Instructions for the task →
Write out, word for word, every line from the one where "Query: van windshield" occurs to the final line of the entries, and nothing beyond them.
╭──
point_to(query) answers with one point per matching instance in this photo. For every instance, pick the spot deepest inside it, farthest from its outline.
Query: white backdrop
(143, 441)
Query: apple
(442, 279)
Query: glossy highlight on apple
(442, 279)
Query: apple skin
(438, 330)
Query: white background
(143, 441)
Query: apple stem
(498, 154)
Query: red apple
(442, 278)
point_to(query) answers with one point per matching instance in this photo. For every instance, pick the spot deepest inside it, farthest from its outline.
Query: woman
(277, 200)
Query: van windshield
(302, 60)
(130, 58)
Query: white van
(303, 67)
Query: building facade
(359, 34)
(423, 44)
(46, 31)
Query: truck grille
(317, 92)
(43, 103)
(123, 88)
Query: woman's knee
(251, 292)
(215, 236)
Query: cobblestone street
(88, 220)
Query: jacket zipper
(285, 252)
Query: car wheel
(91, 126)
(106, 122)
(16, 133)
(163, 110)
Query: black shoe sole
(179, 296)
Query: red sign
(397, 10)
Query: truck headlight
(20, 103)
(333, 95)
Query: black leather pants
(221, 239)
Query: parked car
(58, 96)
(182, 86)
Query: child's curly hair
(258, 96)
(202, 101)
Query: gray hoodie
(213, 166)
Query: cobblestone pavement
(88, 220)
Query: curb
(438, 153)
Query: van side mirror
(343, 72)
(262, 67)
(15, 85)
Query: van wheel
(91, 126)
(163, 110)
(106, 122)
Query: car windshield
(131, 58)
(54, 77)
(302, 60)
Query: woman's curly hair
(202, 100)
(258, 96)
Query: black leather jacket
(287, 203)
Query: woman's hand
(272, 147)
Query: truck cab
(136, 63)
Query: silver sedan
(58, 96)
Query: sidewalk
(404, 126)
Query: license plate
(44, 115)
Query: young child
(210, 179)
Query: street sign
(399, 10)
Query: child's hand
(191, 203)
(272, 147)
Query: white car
╰──
Task output →
Query: van windshield
(302, 60)
(130, 58)
Query: white van
(303, 67)
Query: building facade
(359, 34)
(423, 44)
(46, 31)
Query: truck grille
(317, 92)
(43, 103)
(123, 88)
Query: woman's knee
(251, 292)
(215, 236)
Query: cobblestone street
(88, 220)
Query: jacket zipper
(285, 252)
Query: car wheel
(91, 126)
(106, 122)
(16, 133)
(163, 110)
Query: black shoe sole
(179, 296)
Query: red sign
(397, 10)
Query: truck headlight
(20, 103)
(333, 95)
Query: black leather pants
(221, 239)
Query: parked car
(58, 96)
(182, 86)
Query: child's curly hair
(258, 96)
(202, 101)
Query: gray hoodie
(213, 166)
Query: cobblestone pavement
(88, 220)
Query: curb
(438, 153)
Query: van side mirror
(343, 72)
(262, 67)
(15, 85)
Query: van wheel
(91, 126)
(163, 110)
(106, 122)
Query: car windshield
(131, 58)
(54, 77)
(302, 60)
Query: woman's curly hair
(202, 100)
(258, 96)
Query: black leather jacket
(287, 203)
Query: woman's hand
(272, 147)
Query: truck cab
(136, 63)
Query: silver sedan
(58, 96)
Query: sidewalk
(404, 126)
Query: license plate
(44, 115)
Query: young child
(210, 179)
Query: street sign
(399, 10)
Query: child's hand
(191, 203)
(272, 147)
Query: white car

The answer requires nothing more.